◆ **Vorliegender Text**:

▬▬▬

Wird ein Auto mit Verbrennungsmotor anders gestaltet als ein Elektroauto?
Es gibt zwei Phasen in dieser Problematik. Die erste Phase ist eine Phase der Differenzierung, da man die Elemente anders verteilen kann. Bei einem Modell mit Verbrennungsmotor bildet der Motor einen Block, das Getriebe einen anderen. Diese beiden Elemente können unter der Karosserie auf das gesamte Fahrzeug verteilt werden.
Ist das bei einem Elektroauto nicht der Fall?
Es gibt andere Einschränkungen, wie die Batterien, die eine Höhe von 130 bis 150 Millimeter einnehmen. Was man auf der einen Seite gewinnt, verliert man auf der anderen. Wenn wir nun über die zweite oder dritte Generation von Elektrofahrzeugen sprechen, wird das anders sein.
Inwiefern?

▬▬▬

◆ **Datenauszug**:
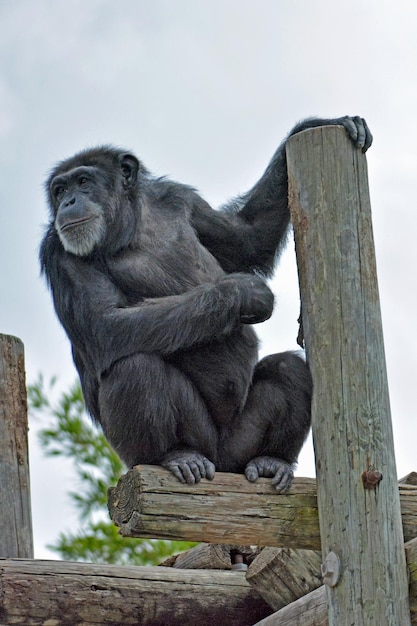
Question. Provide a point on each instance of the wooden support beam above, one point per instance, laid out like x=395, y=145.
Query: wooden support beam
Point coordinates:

▬▬▬

◆ **Aufgabenstellung**:
Entscheide für jede der Aussagen (a), (b) und (c), ob sie mit dem Text zur Gestaltung von Autos mit Verbrennungsmotor und Elektroautos übereinstimmt, und belege dein Ja oder Nein mit den entscheidenden Worten des Texts als wörtlichem Zitat.
(a) Bei einem Modell mit Verbrennungsmotor bilden Motor und Getriebe einen gemeinsamen Block.
(b) Die Batterien nehmen eine Höhe von 130 bis 150 Millimeter ein.
(c) Die erste Phase wird als Phase der Differenzierung beschrieben.

◆ **Lösung**:
(a) Nein: „Bei einem Modell mit Verbrennungsmotor bildet der Motor einen Block, das Getriebe einen anderen.“
(b) Ja: „die Batterien, die eine Höhe von 130 bis 150 Millimeter einnehmen“
(c) Ja: „Die erste Phase ist eine Phase der Differenzierung“